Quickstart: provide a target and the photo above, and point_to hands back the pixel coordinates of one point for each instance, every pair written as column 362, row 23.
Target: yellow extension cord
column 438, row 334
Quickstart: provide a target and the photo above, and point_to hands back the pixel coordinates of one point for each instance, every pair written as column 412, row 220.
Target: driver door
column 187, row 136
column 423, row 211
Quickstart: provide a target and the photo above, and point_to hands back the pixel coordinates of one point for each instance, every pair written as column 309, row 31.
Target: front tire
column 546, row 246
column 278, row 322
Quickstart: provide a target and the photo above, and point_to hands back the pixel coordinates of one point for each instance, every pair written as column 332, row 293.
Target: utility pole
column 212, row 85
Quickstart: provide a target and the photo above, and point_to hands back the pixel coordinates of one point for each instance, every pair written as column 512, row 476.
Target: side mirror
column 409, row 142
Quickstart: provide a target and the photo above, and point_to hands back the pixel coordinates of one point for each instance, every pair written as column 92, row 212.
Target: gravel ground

• • • • •

-- WHAT THE EXERCISE ASKS --
Extract every line of the records above, from the first to the last, and reproduce each one verbatim.

-- EXERCISE RESPONSE --
Quickstart: provide a target and the photo above, and point_to hands back the pixel coordinates of one point for each instance, every pair written as column 362, row 23.
Target: yellow extension cord
column 438, row 334
Quickstart: provide a target and the photo above, and point_to hands back the pixel coordinates of one point for each instance, every pair written as column 412, row 220.
Target: driver door
column 187, row 136
column 423, row 211
Quickstart: provide a target and the photo above, and point_to hands back the pixel coordinates of one point for each instance, every pair written as column 309, row 31.
Target: front tire
column 546, row 246
column 278, row 322
Quickstart: provide a target and the photo above, and point_to hands back the pixel coordinates of one point for each instance, every pair written as column 332, row 293.
Target: utility pole
column 212, row 85
Quickstart: provide a target and the photo above, and point_to hands back the pixel coordinates of one point for each instance, every pair written as column 512, row 476.
Target: side mirror
column 409, row 142
Quickstart: provide a target and the photo above, and point_to hands back the pixel coordinates of one point for each instance, every pair written as column 92, row 212.
Target: gravel ground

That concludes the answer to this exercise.